***** ENTRIES
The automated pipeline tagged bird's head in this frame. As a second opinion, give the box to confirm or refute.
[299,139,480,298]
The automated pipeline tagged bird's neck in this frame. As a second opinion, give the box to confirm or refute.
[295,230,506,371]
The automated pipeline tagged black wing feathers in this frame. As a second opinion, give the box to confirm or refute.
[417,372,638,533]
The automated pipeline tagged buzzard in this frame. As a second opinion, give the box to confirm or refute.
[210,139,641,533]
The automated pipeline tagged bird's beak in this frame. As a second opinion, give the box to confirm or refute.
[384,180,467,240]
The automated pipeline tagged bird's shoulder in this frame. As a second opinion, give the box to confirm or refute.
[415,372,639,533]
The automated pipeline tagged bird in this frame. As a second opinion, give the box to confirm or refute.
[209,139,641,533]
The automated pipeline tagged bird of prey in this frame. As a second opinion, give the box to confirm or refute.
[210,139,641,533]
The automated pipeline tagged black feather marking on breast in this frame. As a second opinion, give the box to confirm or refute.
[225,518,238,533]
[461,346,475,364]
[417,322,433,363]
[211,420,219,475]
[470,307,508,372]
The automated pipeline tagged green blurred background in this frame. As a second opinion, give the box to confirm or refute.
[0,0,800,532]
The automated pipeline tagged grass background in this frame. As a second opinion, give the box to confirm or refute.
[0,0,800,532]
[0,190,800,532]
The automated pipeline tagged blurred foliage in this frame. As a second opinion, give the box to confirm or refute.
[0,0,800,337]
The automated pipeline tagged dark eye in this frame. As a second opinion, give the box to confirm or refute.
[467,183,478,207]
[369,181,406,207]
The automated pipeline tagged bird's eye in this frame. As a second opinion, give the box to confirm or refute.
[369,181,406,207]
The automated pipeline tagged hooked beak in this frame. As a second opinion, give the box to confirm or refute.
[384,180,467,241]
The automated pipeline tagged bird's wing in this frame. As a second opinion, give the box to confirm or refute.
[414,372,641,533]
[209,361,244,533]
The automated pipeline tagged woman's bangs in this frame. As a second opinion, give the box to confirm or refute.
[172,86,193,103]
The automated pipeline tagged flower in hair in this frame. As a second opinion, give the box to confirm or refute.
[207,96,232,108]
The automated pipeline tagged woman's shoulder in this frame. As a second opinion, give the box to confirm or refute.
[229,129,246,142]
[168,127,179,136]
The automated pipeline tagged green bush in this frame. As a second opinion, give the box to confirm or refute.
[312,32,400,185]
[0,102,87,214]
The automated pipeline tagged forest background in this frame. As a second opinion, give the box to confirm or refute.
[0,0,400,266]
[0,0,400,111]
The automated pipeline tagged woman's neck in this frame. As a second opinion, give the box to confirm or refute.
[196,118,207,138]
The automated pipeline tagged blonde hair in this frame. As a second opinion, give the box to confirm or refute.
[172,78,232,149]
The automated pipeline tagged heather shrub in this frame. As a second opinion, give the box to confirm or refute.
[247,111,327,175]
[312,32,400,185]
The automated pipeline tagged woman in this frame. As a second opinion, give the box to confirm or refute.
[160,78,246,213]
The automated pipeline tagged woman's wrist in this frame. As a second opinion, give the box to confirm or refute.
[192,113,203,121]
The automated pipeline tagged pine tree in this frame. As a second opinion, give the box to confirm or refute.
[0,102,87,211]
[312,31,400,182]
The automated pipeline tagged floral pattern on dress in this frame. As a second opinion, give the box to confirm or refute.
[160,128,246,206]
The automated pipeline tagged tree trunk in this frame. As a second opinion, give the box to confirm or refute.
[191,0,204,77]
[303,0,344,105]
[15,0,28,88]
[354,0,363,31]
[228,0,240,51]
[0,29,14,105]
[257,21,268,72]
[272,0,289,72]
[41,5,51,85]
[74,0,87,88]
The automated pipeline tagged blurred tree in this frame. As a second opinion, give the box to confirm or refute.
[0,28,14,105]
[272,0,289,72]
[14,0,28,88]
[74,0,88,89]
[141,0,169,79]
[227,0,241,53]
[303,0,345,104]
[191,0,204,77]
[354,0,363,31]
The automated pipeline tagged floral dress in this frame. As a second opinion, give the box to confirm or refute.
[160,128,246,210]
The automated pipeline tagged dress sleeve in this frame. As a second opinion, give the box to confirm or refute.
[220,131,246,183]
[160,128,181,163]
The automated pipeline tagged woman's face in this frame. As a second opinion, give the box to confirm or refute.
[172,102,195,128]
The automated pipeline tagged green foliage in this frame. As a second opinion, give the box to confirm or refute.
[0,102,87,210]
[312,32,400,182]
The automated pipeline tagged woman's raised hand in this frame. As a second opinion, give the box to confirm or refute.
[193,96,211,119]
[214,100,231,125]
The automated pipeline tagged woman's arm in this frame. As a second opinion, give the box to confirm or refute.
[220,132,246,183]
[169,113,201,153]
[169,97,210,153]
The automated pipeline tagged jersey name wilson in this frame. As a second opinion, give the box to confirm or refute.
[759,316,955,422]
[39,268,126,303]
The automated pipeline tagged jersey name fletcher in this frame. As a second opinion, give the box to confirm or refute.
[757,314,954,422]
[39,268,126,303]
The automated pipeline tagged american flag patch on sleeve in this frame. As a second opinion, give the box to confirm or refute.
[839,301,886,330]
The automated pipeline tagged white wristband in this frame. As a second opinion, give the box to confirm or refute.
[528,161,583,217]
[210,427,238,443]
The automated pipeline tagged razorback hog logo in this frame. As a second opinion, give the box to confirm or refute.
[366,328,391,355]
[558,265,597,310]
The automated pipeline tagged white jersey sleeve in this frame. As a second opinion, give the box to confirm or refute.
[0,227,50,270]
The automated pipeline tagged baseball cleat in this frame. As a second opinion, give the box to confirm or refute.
**********
## TASK REQUIREMENTS
Convert every line of the items above into a Markdown table with the columns "Row" and "Line," where "Row" holds a running number and "Line" holds the line's text. Skip any blank lines.

## ANSWER TO THIS PROBLEM
| Row | Line |
|---|---|
| 1 | The automated pipeline tagged bird's head in this frame. As a second opinion, give the box to confirm or refute. |
| 2 | [299,139,480,298] |
| 3 | The automated pipeline tagged bird's neck in this frame. As a second opinion, give the box to confirm or refute. |
| 4 | [295,230,506,371] |
| 5 | The automated pipeline tagged black wing feathers in this frame. As a second opinion, give the box to confirm or refute. |
| 6 | [417,372,638,533] |
| 7 | The automated pipeline tagged buzzard in this frame. As a second opinion, give the box to confirm or refute. |
| 8 | [210,139,641,533] |
| 9 | The automated pipeline tagged bird's beak in this frame. As a second opinion, give the box to confirm or refute. |
| 10 | [384,180,467,240] |
| 11 | The automated pipeline tagged bird's shoulder in this frame. As a second opinion, give the box to confirm or refute. |
| 12 | [415,372,639,533] |
| 13 | The automated pipeline tagged bird in this frame. As a second opinion, give the box to confirm or refute. |
| 14 | [209,139,641,533] |
| 15 | The automated pipeline tagged bird of prey in this frame. As a second opinion, give the box to confirm or refute. |
| 16 | [210,139,641,533] |
| 17 | The automated pipeline tagged black feather marking on breast in this frame. As a second opinion, give the box to confirm or refute. |
| 18 | [225,518,238,533] |
| 19 | [461,346,475,364] |
| 20 | [417,322,433,363] |
| 21 | [211,420,219,475] |
| 22 | [470,307,508,372] |
| 23 | The automated pipeline tagged green blurred background in this frame. As a second opinion, give the box to confirm or refute. |
| 24 | [0,0,800,532] |
| 25 | The automated pipeline tagged grass background in this frame. As a second opinion, give the box to confirm or refute. |
| 26 | [0,0,800,532] |
| 27 | [0,190,800,532] |
| 28 | The automated pipeline tagged blurred foliage in this frame. As a second opinion, give the box to confirm or refute. |
| 29 | [0,0,800,337] |
| 30 | The automated pipeline tagged dark eye in this frame. As a second opinion, give the box to confirm or refute. |
| 31 | [467,183,478,207] |
| 32 | [369,181,406,207] |
| 33 | The automated pipeline tagged bird's eye in this frame. As a second opinion, give the box to confirm or refute. |
| 34 | [369,181,406,207] |
| 35 | The automated pipeline tagged hooked beak in this frame. As a second opinion, give the box to confirm or refute. |
| 36 | [384,180,467,241] |
| 37 | The automated pipeline tagged bird's wing in this frame. As a second opinion, give the box to confirm or refute. |
| 38 | [414,372,641,533] |
| 39 | [209,361,244,533] |
| 40 | The automated pipeline tagged woman's bangs in this frame. As a second opinion, give the box to confirm or refute. |
| 41 | [172,86,193,103] |
| 42 | The automated pipeline tagged flower in hair in this frame. As a second opinion, give the box to confirm or refute. |
| 43 | [207,96,232,108] |
| 44 | The automated pipeline tagged woman's shoulder in this frame. As a second opinion, give the box to confirm or refute. |
| 45 | [229,129,246,142] |
| 46 | [168,127,179,136] |
| 47 | The automated pipeline tagged green bush in this frame. As a second opinion, give the box to confirm or refute. |
| 48 | [312,32,400,185] |
| 49 | [0,102,87,214] |
| 50 | The automated pipeline tagged forest background in this frame. As a second opinion, give the box to confirm or refute. |
| 51 | [0,0,400,266] |
| 52 | [0,0,400,111] |
| 53 | The automated pipeline tagged woman's neck in this frame. As a second opinion, give the box to confirm or refute. |
| 54 | [196,118,207,138] |
| 55 | The automated pipeline tagged blonde hair in this frame. As a second opinion, give the box to confirm or refute. |
| 56 | [172,78,232,149] |
| 57 | The automated pipeline tagged heather shrub in this frame. As a second opinion, give the box to confirm or refute. |
| 58 | [247,111,327,175] |
| 59 | [312,32,400,185] |
| 60 | The automated pipeline tagged woman in this frame. As a second opinion, give the box to confirm or refute. |
| 61 | [160,78,246,213] |
| 62 | The automated pipeline tagged woman's wrist in this frame. As a second opinion, give the box to confirm or refute. |
| 63 | [192,113,203,121] |
| 64 | The automated pipeline tagged pine tree in this frame. As a second opinion, give the box to confirm or refute. |
| 65 | [0,102,87,211] |
| 66 | [312,31,400,182] |
| 67 | The automated pipeline tagged floral pattern on dress in this frame. As a second opinion, give the box to confirm or refute. |
| 68 | [160,128,246,206] |
| 69 | The automated pipeline tagged tree trunk in this frame. As a second opinion, give the box to confirm or refute. |
| 70 | [191,0,204,77] |
| 71 | [303,0,344,105] |
| 72 | [15,0,28,88] |
| 73 | [354,0,363,31] |
| 74 | [228,0,240,51] |
| 75 | [0,29,14,105] |
| 76 | [257,21,268,72] |
| 77 | [272,0,289,72] |
| 78 | [41,5,51,85] |
| 79 | [74,0,87,88] |
| 80 | The automated pipeline tagged blurred tree in this frame. As a second opinion, give the box to confirm or refute. |
| 81 | [0,28,14,105] |
| 82 | [272,0,289,72] |
| 83 | [14,0,28,88] |
| 84 | [74,0,88,89] |
| 85 | [141,0,169,79] |
| 86 | [227,0,241,53] |
| 87 | [303,0,345,104] |
| 88 | [191,0,204,77] |
| 89 | [354,0,363,31] |
| 90 | The automated pipeline tagged floral dress in this frame. As a second opinion, give the box to confirm or refute. |
| 91 | [160,128,246,210] |
| 92 | The automated pipeline tagged dress sleeve in this frame. As a second opinion, give the box to confirm or refute. |
| 93 | [220,131,246,183] |
| 94 | [160,128,181,163] |
| 95 | The automated pipeline tagged woman's face in this frame. As a second opinion, give the box to confirm or refute. |
| 96 | [172,102,195,128] |
| 97 | The automated pipeline tagged green foliage in this frame. As a second opinion, give the box to confirm or refute. |
| 98 | [0,102,87,210] |
| 99 | [312,32,400,182] |
| 100 | The automated pipeline tagged woman's raised hand in this frame. As a second opinion, give the box to confirm or refute. |
| 101 | [193,96,211,119] |
| 102 | [214,100,231,125] |
| 103 | The automated pipeline tagged woman's arm in this frame. As a second opinion, give the box to confirm or refute. |
| 104 | [220,132,246,183] |
| 105 | [169,113,201,153] |
| 106 | [169,97,210,153] |
| 107 | The automated pipeline tagged jersey name wilson in this frame. As a second opinion, give the box to confirm or refute. |
| 108 | [759,316,955,422] |
| 109 | [39,268,126,303] |
| 110 | The automated pipeline tagged jersey name fletcher in this frame. As a second opinion, give the box to confirm or refute. |
| 111 | [757,314,954,422] |
| 112 | [39,268,126,303] |
| 113 | The automated pipeline tagged american flag patch on sleeve in this frame. As a second opinion, give the box to confirm or refute. |
| 114 | [839,301,886,330] |
| 115 | The automated pipeline tagged white wristband in this frame. As a second opinion, give the box to confirm or refute. |
| 116 | [528,161,583,217] |
| 117 | [210,427,238,443] |
| 118 | The automated pipeline tagged razorback hog logo in this frame. As a second opinion, give the box to confirm or refute. |
| 119 | [366,328,391,355] |
| 120 | [558,265,597,310] |
| 121 | The automated pipeline tagged white jersey sleeve in this frame. As a second opinion, give the box to confirm or refute. |
| 122 | [0,227,50,270] |
| 123 | The automated pipeline tagged baseball cleat in this frame. As a second opinion, give the box to confirm or refute. |